▶ Text excerpt:
+ + + +

Projects

Reformulating multilingual search engine queries using clustering and classification of documents, logs and semantic resources

Mieczysław A. Kłopotek (Institute of Computer Science) Mieczyslaw.Klopotek >at> ipipan.waw.pl

Description: The usefulness of search engine responses heavily depends on the understanding of user intentions. Therefore, much of research work has been devoted to support (interactive, with minimal burden for the user) query reformulation for web search using among others query expansion (Mitra et al., 1998), query substitution (Jones et al., 2006), implicit relevance feedback from users (e.g. seeking similar queries in the log based on cosine similarity of TF-IDF vectors representing retrieved documents (Francisco et al., 2008), or based on document click behaviour (Anick, 2003)). In this research it has to be checked whether or not in large-scale document collections, with the inherent topical and linguistic diversity the effectiveness of query reformulation may be improved by an expanded processing, including:
  • viewing documents in the context of larger groups, via computation of local instead of global TF-IDF,
  • seeking similarities between queries not on the grounds of feature vectors of individual documents but rather of their groups (either human generated classes or automatically extracted clusters), (Ciesielski et al., 2008)
  • taking into account queries and responses in different (natural) languages,
  • taking into account semantic resources.
As part of the research a formulation of reformulation quality assessment measure will be sought and according to it experimental comparison of alternative approaches is to be performed.

+ + + +

▶ Provided information:
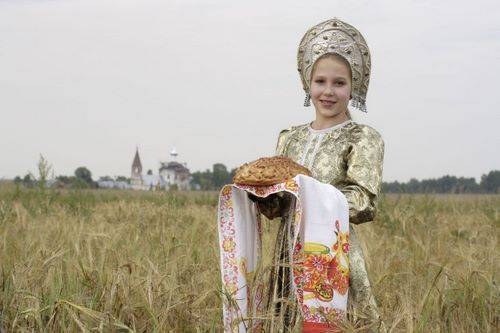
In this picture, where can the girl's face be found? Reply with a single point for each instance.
(331, 90)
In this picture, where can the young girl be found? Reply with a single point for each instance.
(334, 66)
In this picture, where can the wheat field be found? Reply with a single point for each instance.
(120, 261)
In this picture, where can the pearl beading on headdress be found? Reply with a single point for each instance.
(336, 36)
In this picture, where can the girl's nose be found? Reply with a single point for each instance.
(329, 90)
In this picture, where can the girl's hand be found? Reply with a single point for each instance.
(274, 205)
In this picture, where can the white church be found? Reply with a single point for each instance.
(170, 175)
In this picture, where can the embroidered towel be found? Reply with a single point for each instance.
(320, 267)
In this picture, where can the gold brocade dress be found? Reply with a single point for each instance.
(348, 156)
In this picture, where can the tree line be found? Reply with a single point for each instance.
(219, 175)
(489, 183)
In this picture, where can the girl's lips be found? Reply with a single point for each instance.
(327, 103)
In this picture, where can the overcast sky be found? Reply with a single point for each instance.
(84, 82)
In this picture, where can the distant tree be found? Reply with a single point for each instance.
(29, 180)
(44, 169)
(82, 174)
(18, 180)
(220, 175)
(202, 180)
(490, 183)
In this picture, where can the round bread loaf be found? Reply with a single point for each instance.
(268, 171)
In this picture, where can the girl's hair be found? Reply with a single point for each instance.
(340, 58)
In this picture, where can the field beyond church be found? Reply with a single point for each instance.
(148, 261)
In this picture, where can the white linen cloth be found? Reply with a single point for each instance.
(320, 267)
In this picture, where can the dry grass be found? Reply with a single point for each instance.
(136, 261)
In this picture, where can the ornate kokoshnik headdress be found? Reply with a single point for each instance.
(335, 36)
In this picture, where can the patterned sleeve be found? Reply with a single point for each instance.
(364, 175)
(282, 139)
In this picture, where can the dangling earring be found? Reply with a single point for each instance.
(307, 100)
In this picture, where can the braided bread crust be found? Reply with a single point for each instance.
(268, 171)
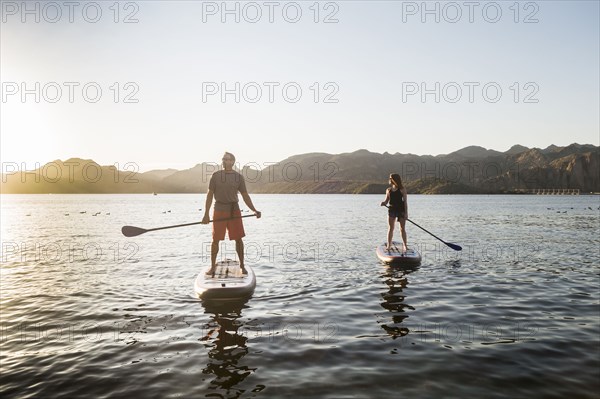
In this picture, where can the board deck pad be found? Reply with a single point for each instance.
(228, 281)
(395, 254)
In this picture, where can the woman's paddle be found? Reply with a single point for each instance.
(453, 246)
(132, 231)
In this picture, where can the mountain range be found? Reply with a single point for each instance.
(470, 170)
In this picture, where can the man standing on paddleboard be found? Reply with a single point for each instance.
(223, 186)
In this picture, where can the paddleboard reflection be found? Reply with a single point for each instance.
(394, 299)
(227, 345)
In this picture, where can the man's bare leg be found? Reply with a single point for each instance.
(239, 248)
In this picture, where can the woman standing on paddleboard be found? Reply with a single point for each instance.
(395, 195)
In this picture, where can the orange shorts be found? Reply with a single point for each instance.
(234, 227)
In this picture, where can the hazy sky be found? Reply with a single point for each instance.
(309, 77)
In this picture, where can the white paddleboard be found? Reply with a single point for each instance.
(228, 281)
(395, 255)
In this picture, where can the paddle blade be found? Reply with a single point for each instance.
(454, 246)
(132, 231)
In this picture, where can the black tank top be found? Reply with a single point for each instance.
(396, 200)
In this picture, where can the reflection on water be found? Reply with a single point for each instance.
(226, 347)
(394, 299)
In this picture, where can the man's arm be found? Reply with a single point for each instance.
(207, 205)
(248, 201)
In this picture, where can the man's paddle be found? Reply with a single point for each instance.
(453, 246)
(132, 231)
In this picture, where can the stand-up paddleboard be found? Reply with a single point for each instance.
(228, 281)
(396, 256)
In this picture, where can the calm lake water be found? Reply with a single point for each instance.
(87, 312)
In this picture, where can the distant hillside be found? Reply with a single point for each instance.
(469, 170)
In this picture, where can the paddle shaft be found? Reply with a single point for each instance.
(131, 231)
(194, 223)
(453, 246)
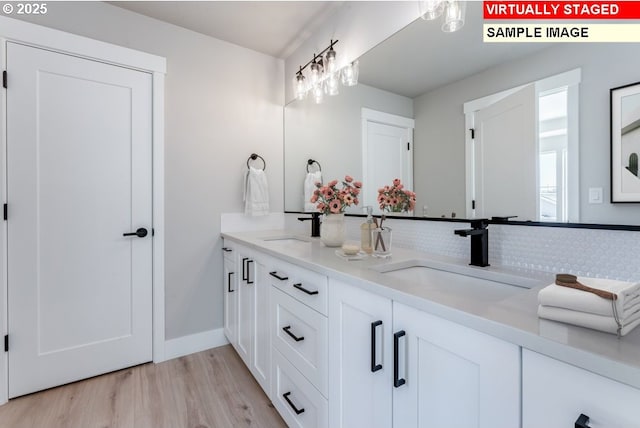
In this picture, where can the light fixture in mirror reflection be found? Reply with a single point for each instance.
(430, 83)
(324, 76)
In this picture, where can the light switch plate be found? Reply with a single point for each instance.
(595, 195)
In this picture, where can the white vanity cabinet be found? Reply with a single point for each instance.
(555, 394)
(392, 365)
(230, 295)
(452, 376)
(299, 336)
(246, 306)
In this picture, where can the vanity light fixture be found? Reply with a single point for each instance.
(324, 75)
(453, 11)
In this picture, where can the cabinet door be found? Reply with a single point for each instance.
(230, 301)
(360, 360)
(455, 377)
(555, 394)
(261, 361)
(246, 315)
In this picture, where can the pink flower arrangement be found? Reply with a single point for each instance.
(395, 198)
(331, 200)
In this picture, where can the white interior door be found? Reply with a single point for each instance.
(387, 153)
(78, 177)
(506, 156)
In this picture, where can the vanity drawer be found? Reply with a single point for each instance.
(301, 335)
(305, 286)
(297, 401)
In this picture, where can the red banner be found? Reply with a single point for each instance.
(545, 10)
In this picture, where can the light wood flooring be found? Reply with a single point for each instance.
(210, 389)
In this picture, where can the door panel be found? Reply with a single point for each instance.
(506, 157)
(78, 176)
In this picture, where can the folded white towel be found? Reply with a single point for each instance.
(607, 324)
(583, 301)
(256, 193)
(310, 181)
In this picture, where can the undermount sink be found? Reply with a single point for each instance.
(423, 270)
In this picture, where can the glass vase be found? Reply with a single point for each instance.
(382, 242)
(332, 230)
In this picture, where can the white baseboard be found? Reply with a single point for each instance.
(193, 343)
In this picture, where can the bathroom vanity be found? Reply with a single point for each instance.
(415, 340)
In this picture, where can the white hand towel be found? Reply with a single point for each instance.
(256, 193)
(583, 301)
(607, 324)
(310, 181)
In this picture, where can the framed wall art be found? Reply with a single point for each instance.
(625, 143)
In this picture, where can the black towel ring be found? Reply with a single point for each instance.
(311, 162)
(254, 157)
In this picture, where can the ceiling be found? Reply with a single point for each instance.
(275, 28)
(421, 58)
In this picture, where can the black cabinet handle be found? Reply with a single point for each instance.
(275, 275)
(244, 268)
(374, 367)
(140, 233)
(293, 336)
(397, 381)
(229, 283)
(304, 290)
(295, 409)
(582, 421)
(249, 272)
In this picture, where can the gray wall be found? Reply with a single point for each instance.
(331, 133)
(223, 102)
(439, 135)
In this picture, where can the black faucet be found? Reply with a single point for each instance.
(479, 241)
(315, 224)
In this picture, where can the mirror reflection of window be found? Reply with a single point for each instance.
(553, 157)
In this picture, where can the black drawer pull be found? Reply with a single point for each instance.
(229, 283)
(304, 290)
(397, 381)
(295, 409)
(374, 367)
(293, 336)
(244, 268)
(582, 421)
(275, 275)
(249, 272)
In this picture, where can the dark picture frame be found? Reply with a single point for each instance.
(625, 143)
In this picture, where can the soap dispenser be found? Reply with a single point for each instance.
(366, 232)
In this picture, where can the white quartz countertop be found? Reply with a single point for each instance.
(504, 311)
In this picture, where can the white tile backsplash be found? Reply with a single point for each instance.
(586, 252)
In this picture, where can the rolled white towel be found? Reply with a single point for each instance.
(569, 298)
(607, 324)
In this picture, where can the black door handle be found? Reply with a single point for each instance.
(293, 336)
(304, 290)
(293, 406)
(140, 233)
(275, 275)
(397, 381)
(229, 283)
(582, 421)
(374, 367)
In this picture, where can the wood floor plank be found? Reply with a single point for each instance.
(210, 389)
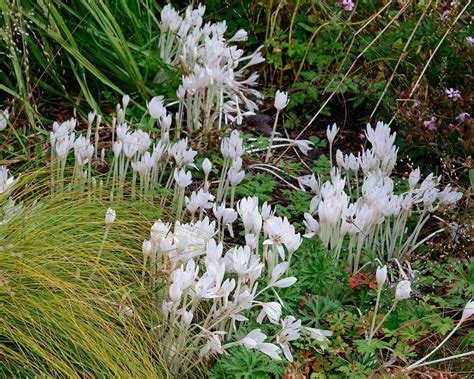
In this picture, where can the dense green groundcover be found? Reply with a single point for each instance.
(77, 298)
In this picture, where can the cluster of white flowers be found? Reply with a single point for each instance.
(216, 82)
(372, 214)
(229, 283)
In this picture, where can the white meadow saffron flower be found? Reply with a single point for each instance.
(213, 344)
(206, 166)
(156, 109)
(4, 116)
(468, 311)
(5, 180)
(414, 178)
(403, 290)
(110, 216)
(331, 133)
(254, 340)
(183, 178)
(290, 332)
(281, 100)
(125, 101)
(381, 276)
(272, 310)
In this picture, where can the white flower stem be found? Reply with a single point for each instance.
(447, 358)
(371, 333)
(269, 150)
(418, 363)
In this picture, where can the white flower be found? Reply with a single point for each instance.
(156, 108)
(272, 310)
(240, 35)
(290, 332)
(414, 178)
(5, 180)
(468, 311)
(403, 290)
(4, 116)
(331, 133)
(254, 340)
(109, 217)
(213, 344)
(277, 272)
(125, 101)
(206, 166)
(280, 232)
(281, 100)
(183, 178)
(159, 231)
(147, 249)
(381, 276)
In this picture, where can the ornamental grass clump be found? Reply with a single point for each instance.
(360, 202)
(65, 314)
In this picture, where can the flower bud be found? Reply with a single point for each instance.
(403, 290)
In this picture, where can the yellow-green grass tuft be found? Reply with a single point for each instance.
(63, 311)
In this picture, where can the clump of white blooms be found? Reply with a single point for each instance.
(360, 202)
(216, 82)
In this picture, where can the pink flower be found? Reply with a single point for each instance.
(453, 94)
(348, 5)
(430, 124)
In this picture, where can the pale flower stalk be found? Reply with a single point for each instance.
(281, 101)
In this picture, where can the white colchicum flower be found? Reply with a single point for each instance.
(110, 216)
(272, 310)
(254, 340)
(468, 311)
(381, 276)
(4, 116)
(281, 100)
(183, 178)
(403, 290)
(331, 133)
(6, 180)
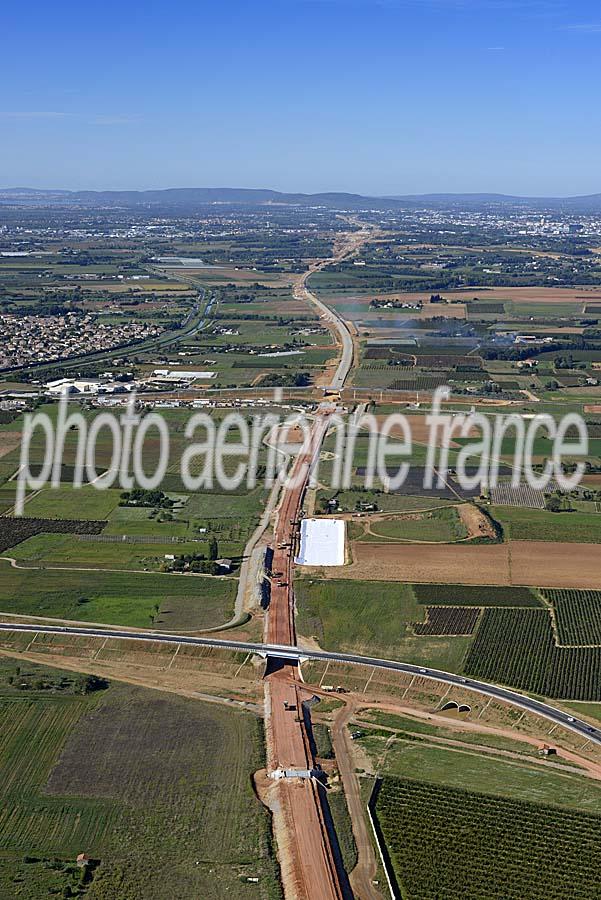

+ + + +

▶ Directions:
1. In the project description, which work is cited for query substitution?
2. Write out the project description from "As part of the" to "to be performed.".
3. List every cited work in the project description, with its authors and year.
Use only the project description, not the data.

▶ Per-task outputs:
1. Jones et al., 2006.

2.
As part of the research a formulation of reformulation quality assessment measure will be sought and according to it experimental comparison of alternative approaches is to be performed.

3.
- Mitra et al., 1998
- Jones et al., 2006
- Francisco et al., 2008
- Anick, 2003
- Ciesielski et al., 2008